▶ [MATERIAL TO PROCESS]
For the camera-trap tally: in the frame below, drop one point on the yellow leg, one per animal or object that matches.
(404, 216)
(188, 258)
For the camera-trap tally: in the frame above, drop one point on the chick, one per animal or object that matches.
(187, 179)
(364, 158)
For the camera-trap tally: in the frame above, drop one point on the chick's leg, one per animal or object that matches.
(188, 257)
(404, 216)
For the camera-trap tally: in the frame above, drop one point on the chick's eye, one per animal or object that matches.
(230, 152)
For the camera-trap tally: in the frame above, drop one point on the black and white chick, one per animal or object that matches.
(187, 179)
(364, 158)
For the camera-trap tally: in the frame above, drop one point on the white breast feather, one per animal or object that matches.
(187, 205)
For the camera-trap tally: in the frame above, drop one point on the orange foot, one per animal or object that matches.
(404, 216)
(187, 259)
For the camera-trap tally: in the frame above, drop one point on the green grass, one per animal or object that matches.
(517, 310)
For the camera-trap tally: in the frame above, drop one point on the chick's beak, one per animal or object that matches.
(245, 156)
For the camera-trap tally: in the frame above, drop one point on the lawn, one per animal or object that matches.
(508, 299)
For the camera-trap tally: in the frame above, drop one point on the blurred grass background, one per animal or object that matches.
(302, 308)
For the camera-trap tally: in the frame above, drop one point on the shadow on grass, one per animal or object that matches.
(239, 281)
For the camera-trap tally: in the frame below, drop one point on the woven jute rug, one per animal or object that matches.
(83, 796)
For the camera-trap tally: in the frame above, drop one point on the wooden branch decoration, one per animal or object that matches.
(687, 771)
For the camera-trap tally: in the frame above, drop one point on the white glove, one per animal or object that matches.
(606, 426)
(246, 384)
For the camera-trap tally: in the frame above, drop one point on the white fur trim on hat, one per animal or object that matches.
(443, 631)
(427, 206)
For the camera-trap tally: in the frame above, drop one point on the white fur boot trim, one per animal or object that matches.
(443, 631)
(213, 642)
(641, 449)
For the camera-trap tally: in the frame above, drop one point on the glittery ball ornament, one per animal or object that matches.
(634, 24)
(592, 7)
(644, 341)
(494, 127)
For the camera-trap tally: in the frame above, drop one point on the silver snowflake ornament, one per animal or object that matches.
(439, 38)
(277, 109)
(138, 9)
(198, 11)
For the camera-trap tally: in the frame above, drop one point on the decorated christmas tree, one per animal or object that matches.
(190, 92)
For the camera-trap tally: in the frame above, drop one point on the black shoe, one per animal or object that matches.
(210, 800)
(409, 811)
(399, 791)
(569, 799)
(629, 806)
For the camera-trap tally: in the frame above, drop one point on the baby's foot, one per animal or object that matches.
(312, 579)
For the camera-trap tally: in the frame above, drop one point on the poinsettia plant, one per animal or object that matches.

▶ [EXERCISE GOAL]
Rewrite every one of the records above, substituting "place a single point" for each occurrence of "drop one point" and leaving everything else unchanged.

▶ [REPLY]
For the camera-trap tally: in the frame below, place a single point on the yellow leg, one per animal or object that matches.
(404, 216)
(188, 258)
For the camera-trap tally: in the frame above, place a single point on the chick, one per animal or object that matches.
(187, 179)
(364, 158)
For the camera-trap tally: in the frame above, place a single point on the chick's leg, one per animal or object that matches.
(188, 257)
(404, 216)
For the camera-trap tally: in the frame above, place a single point on the chick's eye, one per animal or object that matches.
(230, 152)
For the camera-trap tally: in the frame above, place a single point on the black and white chick, one per animal or object that matches.
(187, 179)
(364, 158)
For the camera-trap tally: in the frame above, place a single point on the white breast feather, one per animal or object that matches.
(187, 205)
For the camera-trap tally: in the frame above, place a single point on the orange foot, one per animal or object that matches.
(404, 216)
(187, 259)
For the camera-trap tally: in the frame above, place a single point on the green grass, one per animal or object that matches.
(517, 310)
For the camera-trap tally: in the frame above, place a single point on the chick's beak, one per animal or object that matches.
(245, 156)
For the camera-trap tally: in the frame above, place a single point on the lawn, one per animal or object that matches.
(508, 299)
For the camera-trap tally: in the frame above, place a single point on the blurred grass background, one per animal or object that matches.
(302, 308)
For the camera-trap tally: in the frame above, place a single point on the shadow on grass, one per animal or object that matches.
(239, 281)
For the camera-trap tally: in the frame below, place a single point on the woven jute rug, one per animal or object that matches.
(83, 796)
For the camera-trap tally: in the frame above, place a single point on the wooden branch decoration, one per animal or object that matches.
(687, 771)
For the camera-trap tally: in the frame above, place a single point on the white glove, one per animal or object that matches.
(606, 426)
(246, 384)
For the camera-trap tally: in the frame above, place a single point on the white fur trim on hat, one per animal or object that matches.
(443, 631)
(427, 206)
For the camera-trap tally: in the frame above, place a single point on the white fur boot trim, one per animal or object that matches.
(443, 631)
(213, 642)
(641, 449)
For the camera-trap tally: in the frame above, place a single point on the glittery ball ornament, one per animal or object that matches.
(634, 24)
(592, 7)
(644, 341)
(494, 127)
For the camera-trap tally: in the frame above, place a single point on the silver snowflake ornament, one per animal or object that matches.
(439, 38)
(277, 109)
(138, 9)
(198, 11)
For the camera-trap tally: in the frame above, place a single point on the decorated christmas tree, one per animal or object that matches.
(190, 92)
For the camera-trap tally: in the frame above, place a single point on the black shoe, one per animal or object that matches.
(210, 800)
(409, 811)
(399, 791)
(569, 799)
(629, 806)
For the camera-trap tally: in the frame above, place a single point on the baby's foot, one per animal or object that matches.
(312, 579)
For the camera-trap tally: in the frame above, place a single point on the poinsettia plant, one per animal or object that matches.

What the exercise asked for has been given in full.